-- START OF SOURCE --
Cricket Player Providing Brand Promotion Services Not Liable To Pay Service Tax: CESTAT
The Customs, Excise, and Service Tax Appellate Tribunal (CESTAT) has quashed the demand for service tax on remuneration received by the cricket player from M/s. Nike India Pvt. for brand promotion.The bench of Ramesh Nair (judicial member) and C. L. Mahar (technical member) relied on the decision of the Calcutta High Court in the case of Sourav Ganguly vs. UOI & Others, in which it was...
The Customs, Excise, and Service Tax Appellate Tribunal (CESTAT) has quashed the demand for service tax on remuneration received by the cricket player from M/s. Nike India Pvt. for brand promotion.
The bench of Ramesh Nair (judicial member) and C. L. Mahar (technical member) relied on the decision of the Calcutta High Court in the case of Sourav Ganguly vs. UOI & Others, in which it was held that the arrangement between the owner company and the cricket player is one of employment, and hence players are not directly involved in the brand promotion of a brand owner.
-- END OF SOURCE --
-- START OF DATA PROVIDED --
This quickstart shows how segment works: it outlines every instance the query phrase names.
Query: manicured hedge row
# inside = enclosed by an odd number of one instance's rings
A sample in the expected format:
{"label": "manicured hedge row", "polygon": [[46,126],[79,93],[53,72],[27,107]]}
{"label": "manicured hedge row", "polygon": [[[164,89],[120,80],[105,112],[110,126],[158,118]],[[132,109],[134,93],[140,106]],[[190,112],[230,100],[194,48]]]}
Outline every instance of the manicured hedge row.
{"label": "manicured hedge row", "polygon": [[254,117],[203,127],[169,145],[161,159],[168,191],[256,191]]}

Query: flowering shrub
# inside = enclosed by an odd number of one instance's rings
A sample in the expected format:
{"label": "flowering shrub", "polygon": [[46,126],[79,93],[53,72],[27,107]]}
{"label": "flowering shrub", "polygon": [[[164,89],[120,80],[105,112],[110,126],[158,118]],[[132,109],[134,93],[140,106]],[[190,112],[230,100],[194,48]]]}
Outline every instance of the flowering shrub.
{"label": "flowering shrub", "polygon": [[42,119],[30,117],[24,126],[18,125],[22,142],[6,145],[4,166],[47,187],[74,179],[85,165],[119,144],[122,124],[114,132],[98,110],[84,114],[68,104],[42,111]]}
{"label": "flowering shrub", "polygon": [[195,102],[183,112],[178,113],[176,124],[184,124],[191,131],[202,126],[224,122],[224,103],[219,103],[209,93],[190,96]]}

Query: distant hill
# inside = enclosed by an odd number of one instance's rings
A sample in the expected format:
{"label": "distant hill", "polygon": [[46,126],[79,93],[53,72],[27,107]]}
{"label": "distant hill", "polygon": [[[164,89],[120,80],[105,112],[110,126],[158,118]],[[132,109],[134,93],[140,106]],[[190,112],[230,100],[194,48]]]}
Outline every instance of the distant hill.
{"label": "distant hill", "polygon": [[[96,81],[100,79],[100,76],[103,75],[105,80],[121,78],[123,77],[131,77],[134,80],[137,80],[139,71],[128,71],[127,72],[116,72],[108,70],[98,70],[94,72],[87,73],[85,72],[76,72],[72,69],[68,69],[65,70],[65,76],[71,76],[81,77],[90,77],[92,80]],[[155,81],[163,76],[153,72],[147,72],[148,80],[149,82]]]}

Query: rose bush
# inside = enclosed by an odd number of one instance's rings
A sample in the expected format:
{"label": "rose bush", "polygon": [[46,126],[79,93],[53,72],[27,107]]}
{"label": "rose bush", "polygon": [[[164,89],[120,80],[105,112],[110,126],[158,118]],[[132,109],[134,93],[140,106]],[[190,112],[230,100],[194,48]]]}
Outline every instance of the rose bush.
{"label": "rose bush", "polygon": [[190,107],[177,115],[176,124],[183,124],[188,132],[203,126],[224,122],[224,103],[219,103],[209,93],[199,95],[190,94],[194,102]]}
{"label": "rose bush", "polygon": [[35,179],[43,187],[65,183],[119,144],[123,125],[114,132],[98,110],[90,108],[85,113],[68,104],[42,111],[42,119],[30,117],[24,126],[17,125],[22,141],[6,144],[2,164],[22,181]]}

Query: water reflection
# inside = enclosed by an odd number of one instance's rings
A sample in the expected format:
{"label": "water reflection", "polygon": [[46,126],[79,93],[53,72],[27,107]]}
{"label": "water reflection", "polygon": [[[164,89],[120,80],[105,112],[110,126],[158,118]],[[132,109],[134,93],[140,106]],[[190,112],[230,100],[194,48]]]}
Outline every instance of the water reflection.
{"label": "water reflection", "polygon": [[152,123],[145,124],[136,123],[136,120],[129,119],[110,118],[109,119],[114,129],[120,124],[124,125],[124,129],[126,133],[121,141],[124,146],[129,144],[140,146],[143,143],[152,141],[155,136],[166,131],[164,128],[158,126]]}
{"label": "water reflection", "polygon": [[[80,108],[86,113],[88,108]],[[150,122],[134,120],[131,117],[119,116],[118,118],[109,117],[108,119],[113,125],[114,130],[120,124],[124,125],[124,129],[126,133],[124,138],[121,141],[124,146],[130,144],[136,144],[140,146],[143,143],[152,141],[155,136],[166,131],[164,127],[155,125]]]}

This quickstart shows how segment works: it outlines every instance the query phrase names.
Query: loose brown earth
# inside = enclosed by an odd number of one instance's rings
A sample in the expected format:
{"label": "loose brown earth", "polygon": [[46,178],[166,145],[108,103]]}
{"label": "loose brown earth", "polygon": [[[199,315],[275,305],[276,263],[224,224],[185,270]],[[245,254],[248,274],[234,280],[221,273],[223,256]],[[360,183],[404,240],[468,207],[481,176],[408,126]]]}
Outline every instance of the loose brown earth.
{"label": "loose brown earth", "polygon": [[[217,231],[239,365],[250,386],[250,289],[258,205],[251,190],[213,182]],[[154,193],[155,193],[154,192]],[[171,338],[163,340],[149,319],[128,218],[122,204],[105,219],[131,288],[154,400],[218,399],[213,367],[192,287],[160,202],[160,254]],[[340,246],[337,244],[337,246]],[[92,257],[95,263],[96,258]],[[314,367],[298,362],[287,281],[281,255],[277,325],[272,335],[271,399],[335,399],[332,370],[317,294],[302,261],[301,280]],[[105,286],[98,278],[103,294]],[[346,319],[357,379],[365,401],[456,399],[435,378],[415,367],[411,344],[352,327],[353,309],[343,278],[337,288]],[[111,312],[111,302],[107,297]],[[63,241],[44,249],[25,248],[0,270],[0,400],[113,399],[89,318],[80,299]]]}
-- END OF DATA PROVIDED --
- [SET EXERCISE 1] Quote the service tax report from "Cricket Player Providing" to "which it was...".
- [SET EXERCISE 2] List every person named in the service tax report.
The lines were taken from a different source than the service tax report.

- [CORRECT OUTPUT 1]
Cricket Player Providing Brand Promotion Services Not Liable To Pay Service Tax: CESTAT
The Customs, Excise, and Service Tax Appellate Tribunal (CESTAT) has quashed the demand for service tax on remuneration received by the cricket player from M/s. Nike India Pvt. for brand promotion.The bench of Ramesh Nair (judicial member) and C. L. Mahar (technical member) relied on the decision of the Calcutta High Court in the case of Sourav Ganguly vs. UOI & Others, in which it was...

- [CORRECT OUTPUT 2] Ramesh Nair, C. L. Mahar, Sourav Ganguly